• **GIVEN PASSAGE**
/---
2012-05-13 Thread Scott Hasse
Of course there are some people and businesses for which a retrofit will
make no sense.  For our organization (community group with almost no
capital to speak of but lots of volunteer time/interest), our LinuxCNC
retrofits have been great.  We are a group of hackers, many of whom
subscribe to the self repair manifesto:

http://www.ifixit.com/Manifesto

If you can't fix it you don't own it.  We completed a retrofit of two
bridgeport-class mills (including Mesa hardware) for an equivalent cost of
replacing one proprietary board in either of those systems.  This is of
course counting our time as free, but we work on those machines as a hobby
and rather enjoy it.  What was a magic black box is now well-understood
and fixable.  That is worth a lot IMO.

Scott

On Sun, May 13, 2012 at 8:44 AM, Viesturs Lācis viesturs.la...@gmail.comwrote:

 Stuart, I think that I will mark Your email for later reference,
 because it perfectly explains the same situation I was 3 years ago as
 a result of which I am now making my living on building cnc machines
 or retrofitting existing ones and LinuxCNC is the only and exclusive
 controller for me.
 Sometimes I feel that people do not really believe me, so another
 opinion that supports that is what I needed :)
\---
• **STATED PROBLEM A**
According to the email thread, the retrofit of two bridgeport-class mills cost the equivalent of what?

• **A block of data**
/---
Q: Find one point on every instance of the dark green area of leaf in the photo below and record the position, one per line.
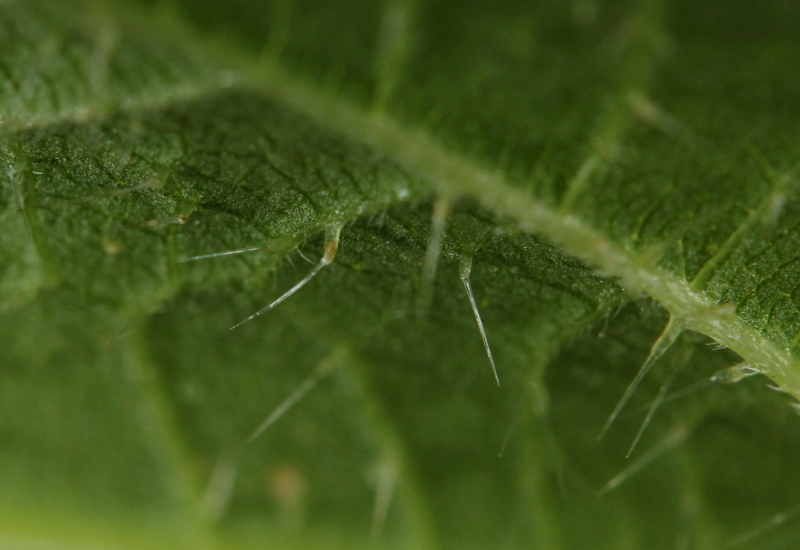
(135, 136)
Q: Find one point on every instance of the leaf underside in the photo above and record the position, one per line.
(605, 166)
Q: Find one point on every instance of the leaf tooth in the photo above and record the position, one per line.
(329, 253)
(464, 271)
(662, 344)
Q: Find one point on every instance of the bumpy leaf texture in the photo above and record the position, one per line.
(621, 176)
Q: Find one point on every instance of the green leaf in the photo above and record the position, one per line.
(621, 177)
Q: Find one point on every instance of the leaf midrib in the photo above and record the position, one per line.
(451, 173)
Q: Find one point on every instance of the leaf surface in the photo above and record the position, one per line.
(606, 167)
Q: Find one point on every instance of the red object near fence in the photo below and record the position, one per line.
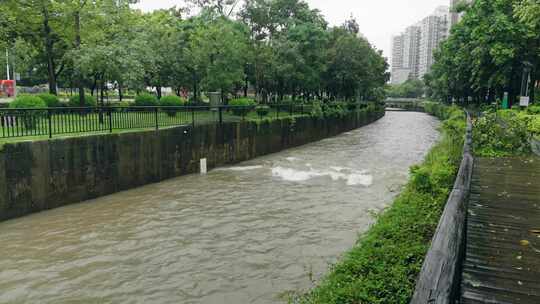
(7, 88)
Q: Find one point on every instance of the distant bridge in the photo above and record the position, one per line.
(404, 104)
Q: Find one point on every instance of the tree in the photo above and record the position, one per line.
(485, 54)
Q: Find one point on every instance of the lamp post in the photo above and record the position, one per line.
(7, 64)
(525, 83)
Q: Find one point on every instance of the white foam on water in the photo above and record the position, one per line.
(351, 179)
(360, 179)
(241, 168)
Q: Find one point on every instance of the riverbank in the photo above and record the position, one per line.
(384, 265)
(41, 175)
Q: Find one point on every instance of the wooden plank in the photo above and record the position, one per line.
(502, 262)
(439, 279)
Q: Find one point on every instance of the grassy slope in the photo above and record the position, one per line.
(384, 265)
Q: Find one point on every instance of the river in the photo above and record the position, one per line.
(251, 233)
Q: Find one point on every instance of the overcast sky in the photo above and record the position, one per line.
(379, 19)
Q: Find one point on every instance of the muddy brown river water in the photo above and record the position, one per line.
(250, 233)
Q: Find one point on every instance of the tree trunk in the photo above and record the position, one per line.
(78, 47)
(49, 49)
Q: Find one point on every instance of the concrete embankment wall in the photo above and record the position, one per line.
(41, 175)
\---
• **STATED PROBLEM B**
Pull out every line of the listing that contains the word "below".

• **EXPECTED OUTPUT A**
It cost the equivalent of replacing one proprietary board in either of those systems.

• **EXPECTED OUTPUT B**
Q: Find one point on every instance of the dark green area of leaf in the photo below and record the position, one per line.
Q: Find one point on every instance of the red object near fence in the photo below and record the position, one per line.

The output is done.